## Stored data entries

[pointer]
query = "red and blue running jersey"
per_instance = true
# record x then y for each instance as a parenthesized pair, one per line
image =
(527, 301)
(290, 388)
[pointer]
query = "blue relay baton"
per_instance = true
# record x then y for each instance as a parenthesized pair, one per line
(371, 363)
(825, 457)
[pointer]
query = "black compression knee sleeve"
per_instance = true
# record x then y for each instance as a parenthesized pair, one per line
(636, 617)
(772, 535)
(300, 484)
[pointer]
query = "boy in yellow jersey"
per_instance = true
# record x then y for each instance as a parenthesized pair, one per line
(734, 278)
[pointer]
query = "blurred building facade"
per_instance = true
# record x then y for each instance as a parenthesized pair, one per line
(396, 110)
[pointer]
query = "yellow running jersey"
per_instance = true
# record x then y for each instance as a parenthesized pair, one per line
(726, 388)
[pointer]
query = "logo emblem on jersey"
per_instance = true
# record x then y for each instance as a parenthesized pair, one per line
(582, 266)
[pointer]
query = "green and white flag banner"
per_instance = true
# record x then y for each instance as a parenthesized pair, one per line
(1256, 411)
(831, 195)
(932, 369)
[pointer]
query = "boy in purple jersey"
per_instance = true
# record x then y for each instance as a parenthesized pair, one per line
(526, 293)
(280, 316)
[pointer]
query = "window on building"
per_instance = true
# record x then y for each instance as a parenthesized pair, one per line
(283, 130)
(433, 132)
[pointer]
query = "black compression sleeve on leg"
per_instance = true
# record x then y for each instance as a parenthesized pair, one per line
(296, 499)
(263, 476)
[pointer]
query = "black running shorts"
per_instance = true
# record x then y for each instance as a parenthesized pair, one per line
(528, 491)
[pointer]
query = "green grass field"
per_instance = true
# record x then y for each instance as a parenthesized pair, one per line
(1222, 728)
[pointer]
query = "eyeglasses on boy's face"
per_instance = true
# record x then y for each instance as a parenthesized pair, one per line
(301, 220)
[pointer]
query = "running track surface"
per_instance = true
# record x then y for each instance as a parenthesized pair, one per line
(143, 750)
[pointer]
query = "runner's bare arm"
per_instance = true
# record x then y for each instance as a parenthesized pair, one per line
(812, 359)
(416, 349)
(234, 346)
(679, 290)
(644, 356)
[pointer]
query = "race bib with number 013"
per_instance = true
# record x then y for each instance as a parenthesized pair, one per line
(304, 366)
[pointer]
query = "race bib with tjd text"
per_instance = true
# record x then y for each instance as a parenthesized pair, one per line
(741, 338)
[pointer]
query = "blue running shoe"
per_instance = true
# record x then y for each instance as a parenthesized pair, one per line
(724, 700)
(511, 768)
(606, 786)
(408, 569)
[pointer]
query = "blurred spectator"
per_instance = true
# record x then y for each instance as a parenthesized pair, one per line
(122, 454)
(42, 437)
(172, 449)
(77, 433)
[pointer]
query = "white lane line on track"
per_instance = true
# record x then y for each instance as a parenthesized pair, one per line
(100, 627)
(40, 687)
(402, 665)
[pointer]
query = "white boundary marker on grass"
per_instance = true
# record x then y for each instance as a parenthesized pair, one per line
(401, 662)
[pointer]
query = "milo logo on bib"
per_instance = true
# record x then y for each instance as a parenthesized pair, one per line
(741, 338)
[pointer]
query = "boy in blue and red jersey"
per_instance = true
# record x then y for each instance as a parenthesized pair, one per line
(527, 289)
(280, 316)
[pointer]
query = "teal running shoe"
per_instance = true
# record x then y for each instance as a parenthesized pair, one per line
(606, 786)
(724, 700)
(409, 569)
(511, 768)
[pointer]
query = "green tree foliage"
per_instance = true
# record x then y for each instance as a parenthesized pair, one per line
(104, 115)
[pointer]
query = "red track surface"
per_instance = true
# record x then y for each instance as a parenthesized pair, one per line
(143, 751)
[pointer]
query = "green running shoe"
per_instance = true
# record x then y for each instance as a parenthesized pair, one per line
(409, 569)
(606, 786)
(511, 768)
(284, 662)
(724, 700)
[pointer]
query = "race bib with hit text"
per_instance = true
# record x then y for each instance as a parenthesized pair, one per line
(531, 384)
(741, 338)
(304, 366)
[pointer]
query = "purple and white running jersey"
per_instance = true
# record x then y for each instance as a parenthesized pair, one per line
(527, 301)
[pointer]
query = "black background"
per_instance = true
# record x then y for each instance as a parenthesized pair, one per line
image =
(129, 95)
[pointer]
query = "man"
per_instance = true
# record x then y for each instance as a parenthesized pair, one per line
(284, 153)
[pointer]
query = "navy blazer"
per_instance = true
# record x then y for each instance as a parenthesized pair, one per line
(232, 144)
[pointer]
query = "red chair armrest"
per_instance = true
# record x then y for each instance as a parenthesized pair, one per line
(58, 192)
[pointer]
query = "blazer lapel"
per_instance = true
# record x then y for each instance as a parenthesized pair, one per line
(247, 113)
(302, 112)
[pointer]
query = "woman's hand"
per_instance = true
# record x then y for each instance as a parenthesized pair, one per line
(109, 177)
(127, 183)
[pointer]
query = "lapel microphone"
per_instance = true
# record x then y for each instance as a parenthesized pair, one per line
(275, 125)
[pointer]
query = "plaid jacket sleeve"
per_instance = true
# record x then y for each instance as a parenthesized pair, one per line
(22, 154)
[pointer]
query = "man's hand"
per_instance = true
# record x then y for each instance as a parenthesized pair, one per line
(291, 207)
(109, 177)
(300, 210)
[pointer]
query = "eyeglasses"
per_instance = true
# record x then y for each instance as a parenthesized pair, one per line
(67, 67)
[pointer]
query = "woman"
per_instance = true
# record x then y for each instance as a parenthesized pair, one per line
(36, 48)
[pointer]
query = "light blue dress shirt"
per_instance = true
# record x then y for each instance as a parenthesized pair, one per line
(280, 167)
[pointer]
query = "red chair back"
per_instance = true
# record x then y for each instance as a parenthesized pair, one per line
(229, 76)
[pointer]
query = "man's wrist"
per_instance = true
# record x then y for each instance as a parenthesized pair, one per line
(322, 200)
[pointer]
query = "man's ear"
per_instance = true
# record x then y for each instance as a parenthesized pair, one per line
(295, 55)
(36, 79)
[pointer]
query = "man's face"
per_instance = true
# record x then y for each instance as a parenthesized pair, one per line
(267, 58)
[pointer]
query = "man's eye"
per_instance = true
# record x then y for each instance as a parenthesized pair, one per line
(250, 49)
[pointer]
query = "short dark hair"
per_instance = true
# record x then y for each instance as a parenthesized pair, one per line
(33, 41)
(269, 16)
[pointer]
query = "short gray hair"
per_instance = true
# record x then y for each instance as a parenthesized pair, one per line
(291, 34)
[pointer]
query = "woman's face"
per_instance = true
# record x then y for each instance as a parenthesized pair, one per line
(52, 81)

## Your objective
For each line in the entries that holds "shoe", return that line.

## Finished exercise
query = "blue running shoe"
query = "teal running shoe"
query = "green running shoe"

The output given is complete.